### STATED TASK 1
From the rows below, pick out and copy every line that contains the word "grass".
### STATED TASK 2
Extend the article below about the US cyber attack on Iran, continuing from its last sentence.

### TEXT
◇ ◇ ◇ ◇ ◇
Archive for June 23, 2019

US reportedly launched cyber attack on Iran after drone downing 

June 23, 2019

Source: US reportedly launched cyber attack on Iran after drone downing | The Times of Israel

Long-planned operation targeted missile systems and spy network tracking ships in Strait of Hormuz, according to Washington Post

This June 6, 2013 file photo shows the National Security Administration (NSA) campus in Fort Meade, Md at a time when the American Civil Liberties Union, Wikimedia and other groups were suing the National Security Agency over its surveillance practices. (AP Photo/Patrick Semansky, File)

WASHINGTON — The United States launched cyber attacks against Iranian missile control systems and a spy network this week after Tehran downed an American surveillance drone, US media reported on Saturday.

US President Donald Trump ordered a retaliatory military strike against Iran after the drone shootdown but then called it off, saying the response wouldn’t be “proportionate” and instead pledged new sanctions on the country.

But after the drone’s downing, Trump secretly authorized US Cyber Command to carry out a retaliatory cyber attack on Iran, The Washington Post reported.

The attack crippled computers used to control rocket and missile launches, according to the Post, which cited people familiar with the matter.

Yahoo cited two former intelligence officials as saying the US targeted a spying group responsible for tracking ships in the strategic Strait of Hormuz, where Washington has blamed Iran for two recent mine attacks on oil tankers.

The Post said the strikes, which caused no casualties, had been planned for weeks and were first proposed as a response to the tanker attacks.
◇ ◇ ◇ ◇ ◇
[Recorded data]
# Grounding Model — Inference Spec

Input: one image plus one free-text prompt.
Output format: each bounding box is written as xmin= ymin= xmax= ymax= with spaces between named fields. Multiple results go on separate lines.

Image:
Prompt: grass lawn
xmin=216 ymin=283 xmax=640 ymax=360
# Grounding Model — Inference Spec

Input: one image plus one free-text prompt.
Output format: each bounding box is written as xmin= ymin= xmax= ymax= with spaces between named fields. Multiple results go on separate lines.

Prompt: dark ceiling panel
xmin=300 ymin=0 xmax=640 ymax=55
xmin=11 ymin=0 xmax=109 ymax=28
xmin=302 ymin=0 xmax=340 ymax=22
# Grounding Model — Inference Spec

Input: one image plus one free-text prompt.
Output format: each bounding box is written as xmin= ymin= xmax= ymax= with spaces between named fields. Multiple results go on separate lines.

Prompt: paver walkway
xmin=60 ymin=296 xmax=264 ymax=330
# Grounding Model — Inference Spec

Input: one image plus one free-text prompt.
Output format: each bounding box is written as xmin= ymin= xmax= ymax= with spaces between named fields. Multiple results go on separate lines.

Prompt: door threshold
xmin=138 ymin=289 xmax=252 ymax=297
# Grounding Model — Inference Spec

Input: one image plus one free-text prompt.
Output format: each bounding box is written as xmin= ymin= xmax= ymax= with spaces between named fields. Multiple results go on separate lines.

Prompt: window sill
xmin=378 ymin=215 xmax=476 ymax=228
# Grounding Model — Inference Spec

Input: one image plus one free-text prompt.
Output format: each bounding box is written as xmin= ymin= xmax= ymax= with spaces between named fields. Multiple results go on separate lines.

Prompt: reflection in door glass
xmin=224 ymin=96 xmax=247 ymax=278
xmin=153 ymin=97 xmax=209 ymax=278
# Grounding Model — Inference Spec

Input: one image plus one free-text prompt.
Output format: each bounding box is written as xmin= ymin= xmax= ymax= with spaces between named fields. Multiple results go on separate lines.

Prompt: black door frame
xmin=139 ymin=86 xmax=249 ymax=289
◇ ◇ ◇ ◇ ◇
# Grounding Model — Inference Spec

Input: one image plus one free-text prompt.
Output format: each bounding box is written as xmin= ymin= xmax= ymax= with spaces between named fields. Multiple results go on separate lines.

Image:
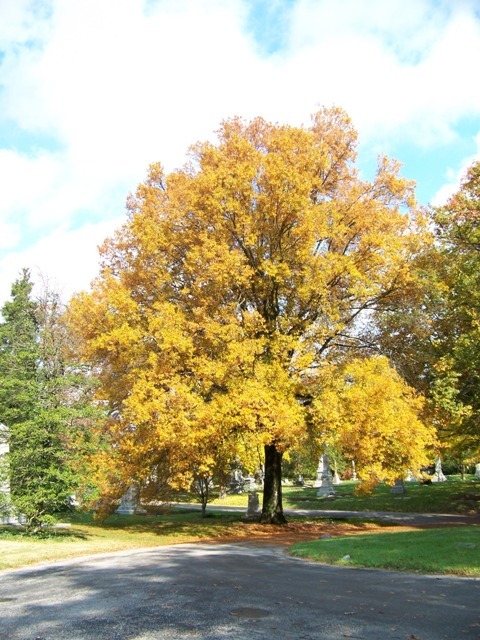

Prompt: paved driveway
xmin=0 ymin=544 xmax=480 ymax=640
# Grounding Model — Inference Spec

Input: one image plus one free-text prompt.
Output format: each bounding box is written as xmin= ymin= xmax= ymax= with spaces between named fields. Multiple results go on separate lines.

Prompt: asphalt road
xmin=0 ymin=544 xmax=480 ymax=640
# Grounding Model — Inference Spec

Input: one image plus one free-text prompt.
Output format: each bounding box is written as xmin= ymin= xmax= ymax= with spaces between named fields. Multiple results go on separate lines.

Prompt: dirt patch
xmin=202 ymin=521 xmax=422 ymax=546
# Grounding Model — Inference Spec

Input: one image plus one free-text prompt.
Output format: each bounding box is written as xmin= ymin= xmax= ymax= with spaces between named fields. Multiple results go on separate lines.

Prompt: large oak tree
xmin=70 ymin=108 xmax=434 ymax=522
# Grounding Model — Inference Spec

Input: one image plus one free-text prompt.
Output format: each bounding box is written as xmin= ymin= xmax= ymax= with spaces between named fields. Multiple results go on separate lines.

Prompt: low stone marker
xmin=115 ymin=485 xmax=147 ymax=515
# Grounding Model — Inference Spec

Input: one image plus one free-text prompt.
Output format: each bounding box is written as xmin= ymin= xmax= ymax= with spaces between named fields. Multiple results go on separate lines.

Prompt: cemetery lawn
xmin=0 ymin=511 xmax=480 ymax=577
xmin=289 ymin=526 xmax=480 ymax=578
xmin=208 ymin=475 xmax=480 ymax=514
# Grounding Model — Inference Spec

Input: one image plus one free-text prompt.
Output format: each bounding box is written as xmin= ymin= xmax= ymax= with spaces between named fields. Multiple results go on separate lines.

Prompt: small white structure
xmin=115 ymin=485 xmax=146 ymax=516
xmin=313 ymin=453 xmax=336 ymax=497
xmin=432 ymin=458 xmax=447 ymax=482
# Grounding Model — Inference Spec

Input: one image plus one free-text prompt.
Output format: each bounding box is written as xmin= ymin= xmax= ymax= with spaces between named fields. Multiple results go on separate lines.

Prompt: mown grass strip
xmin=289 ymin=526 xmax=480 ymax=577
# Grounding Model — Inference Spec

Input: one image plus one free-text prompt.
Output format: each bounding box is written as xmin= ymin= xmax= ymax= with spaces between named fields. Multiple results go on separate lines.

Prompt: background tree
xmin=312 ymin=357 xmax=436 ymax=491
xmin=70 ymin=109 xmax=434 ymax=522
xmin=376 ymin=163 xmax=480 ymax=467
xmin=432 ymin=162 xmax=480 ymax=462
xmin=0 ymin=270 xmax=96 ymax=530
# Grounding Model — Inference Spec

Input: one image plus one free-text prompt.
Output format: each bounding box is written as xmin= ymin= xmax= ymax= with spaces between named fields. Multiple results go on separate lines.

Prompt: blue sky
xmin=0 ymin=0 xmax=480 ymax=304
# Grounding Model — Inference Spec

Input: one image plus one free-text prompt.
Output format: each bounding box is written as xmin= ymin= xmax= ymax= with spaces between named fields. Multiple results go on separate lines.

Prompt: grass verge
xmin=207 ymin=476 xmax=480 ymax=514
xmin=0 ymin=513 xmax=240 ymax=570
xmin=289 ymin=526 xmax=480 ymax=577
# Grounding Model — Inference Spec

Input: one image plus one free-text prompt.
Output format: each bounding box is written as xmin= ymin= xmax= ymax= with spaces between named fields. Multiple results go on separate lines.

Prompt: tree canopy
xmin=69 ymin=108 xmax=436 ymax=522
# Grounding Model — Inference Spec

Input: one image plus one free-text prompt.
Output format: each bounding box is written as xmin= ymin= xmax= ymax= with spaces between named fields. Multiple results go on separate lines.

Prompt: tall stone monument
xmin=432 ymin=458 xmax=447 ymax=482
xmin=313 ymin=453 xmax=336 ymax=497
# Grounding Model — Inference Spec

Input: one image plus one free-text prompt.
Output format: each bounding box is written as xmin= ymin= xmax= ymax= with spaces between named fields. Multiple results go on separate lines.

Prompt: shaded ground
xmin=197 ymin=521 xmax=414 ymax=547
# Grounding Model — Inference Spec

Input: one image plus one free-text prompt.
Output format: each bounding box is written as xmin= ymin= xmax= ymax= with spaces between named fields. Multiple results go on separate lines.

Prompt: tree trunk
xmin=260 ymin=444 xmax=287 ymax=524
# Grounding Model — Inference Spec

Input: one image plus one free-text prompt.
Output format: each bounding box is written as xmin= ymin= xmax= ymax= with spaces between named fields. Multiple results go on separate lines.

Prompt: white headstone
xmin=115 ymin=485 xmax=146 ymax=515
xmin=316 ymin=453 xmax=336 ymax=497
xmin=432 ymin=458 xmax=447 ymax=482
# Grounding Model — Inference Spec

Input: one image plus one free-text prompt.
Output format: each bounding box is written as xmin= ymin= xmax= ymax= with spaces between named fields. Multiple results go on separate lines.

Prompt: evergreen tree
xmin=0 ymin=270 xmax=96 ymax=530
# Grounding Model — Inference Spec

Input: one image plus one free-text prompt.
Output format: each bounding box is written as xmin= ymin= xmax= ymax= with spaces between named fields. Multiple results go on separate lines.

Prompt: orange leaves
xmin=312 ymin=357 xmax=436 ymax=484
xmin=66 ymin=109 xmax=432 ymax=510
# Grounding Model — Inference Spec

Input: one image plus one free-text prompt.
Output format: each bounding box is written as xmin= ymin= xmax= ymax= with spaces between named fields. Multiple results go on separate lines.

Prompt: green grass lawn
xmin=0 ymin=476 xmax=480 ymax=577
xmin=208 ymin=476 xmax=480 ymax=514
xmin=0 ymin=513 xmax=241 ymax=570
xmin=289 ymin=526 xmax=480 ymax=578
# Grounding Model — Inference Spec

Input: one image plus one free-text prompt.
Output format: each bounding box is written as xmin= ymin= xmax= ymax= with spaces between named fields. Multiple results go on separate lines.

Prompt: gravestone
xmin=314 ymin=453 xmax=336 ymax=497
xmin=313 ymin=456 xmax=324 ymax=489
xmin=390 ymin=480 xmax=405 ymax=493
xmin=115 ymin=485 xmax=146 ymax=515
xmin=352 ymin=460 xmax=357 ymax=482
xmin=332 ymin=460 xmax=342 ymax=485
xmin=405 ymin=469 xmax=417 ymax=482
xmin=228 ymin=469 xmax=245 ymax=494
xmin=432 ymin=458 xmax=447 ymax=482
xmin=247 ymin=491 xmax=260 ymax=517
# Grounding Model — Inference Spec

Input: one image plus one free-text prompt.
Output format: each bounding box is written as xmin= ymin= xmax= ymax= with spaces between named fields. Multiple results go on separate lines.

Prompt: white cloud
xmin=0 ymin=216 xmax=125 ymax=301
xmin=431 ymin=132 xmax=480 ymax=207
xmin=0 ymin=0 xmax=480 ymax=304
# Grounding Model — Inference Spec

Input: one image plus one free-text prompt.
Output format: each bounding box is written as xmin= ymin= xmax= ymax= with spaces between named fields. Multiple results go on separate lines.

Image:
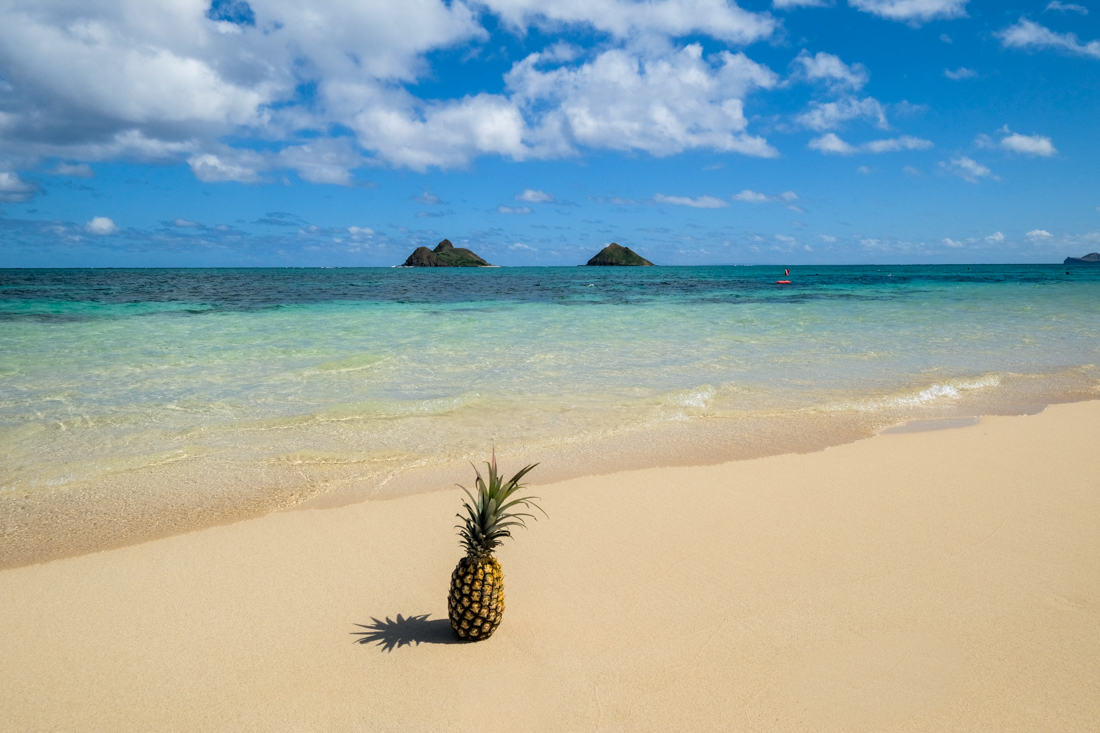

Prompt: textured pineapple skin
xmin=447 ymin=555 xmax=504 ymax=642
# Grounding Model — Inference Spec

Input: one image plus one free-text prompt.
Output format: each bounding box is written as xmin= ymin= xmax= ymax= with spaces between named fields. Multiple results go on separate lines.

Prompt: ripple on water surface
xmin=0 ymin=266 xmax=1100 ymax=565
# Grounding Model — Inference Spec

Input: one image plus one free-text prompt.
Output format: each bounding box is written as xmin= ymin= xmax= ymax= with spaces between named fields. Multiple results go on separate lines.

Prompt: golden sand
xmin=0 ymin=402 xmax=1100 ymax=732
◇ ◇ ◇ ◇ ◇
### WRITTEN ANSWER 1
Prompt: grass lawn
Prompt: mown grass strip
Prompt: grass verge
Prompt: green grass lawn

### WRITTEN ANSWER 2
Head of the Revolutionary Guard’s aerospace division Brig. Gen. Amir Ali Hajizadeh looks at debris from what the division describes as the US drone which was shot down on Thursday, in Tehran, Iran, Friday, June 21, 2019 (Meghdad Madadi/Tasnim News Agency/via AP)

US defense officials refused to confirm the reports.

“As a matter of policy and for operational security, we do not discuss cyberspace operations, intelligence or planning,” Defense Department spokeswoman Heather Babb told AFP.

Tensions are high between the US and Iran once again following Trump’s move more than one year ago to leave a multinational accord curbing Iran’s nuclear ambition.

His administration has instead imposed a robust slate of punitive economic sanctions designed to choke off Iranian oil sales and cripple its economy.

President Donald Trump speaks to reporters on the South Lawn of the White House in Washington, Saturday, June 22, 2019, before boarding Marine One for the trip to Camp David in Maryland. (AP Photo/Susan Walsh)

On Saturday, Trump said the US would put “major” new sanctions on Iran next week.

Tehran said it shot down the US drone on Thursday after it violated Iranian airspace. Washington maintains the plane was over international waters.

Meanwhile, Iran has denied responsibility for the tanker attacks, and a top military official on Saturday pledged to “set fire to the interests of America and its allies” if the US attacks.

These cyber attacks aren’t the first time the US and Iran have dueled online.

Iranian technicians work at the Bushehr nuclear power plant in 2010 (photo credit: AP/IIPA, Ebrahim Norouzi)

Iranian technicians work at the Bushehr nuclear power plant in 2010 (photo credit: AP/IIPA, Ebrahim Norouzi)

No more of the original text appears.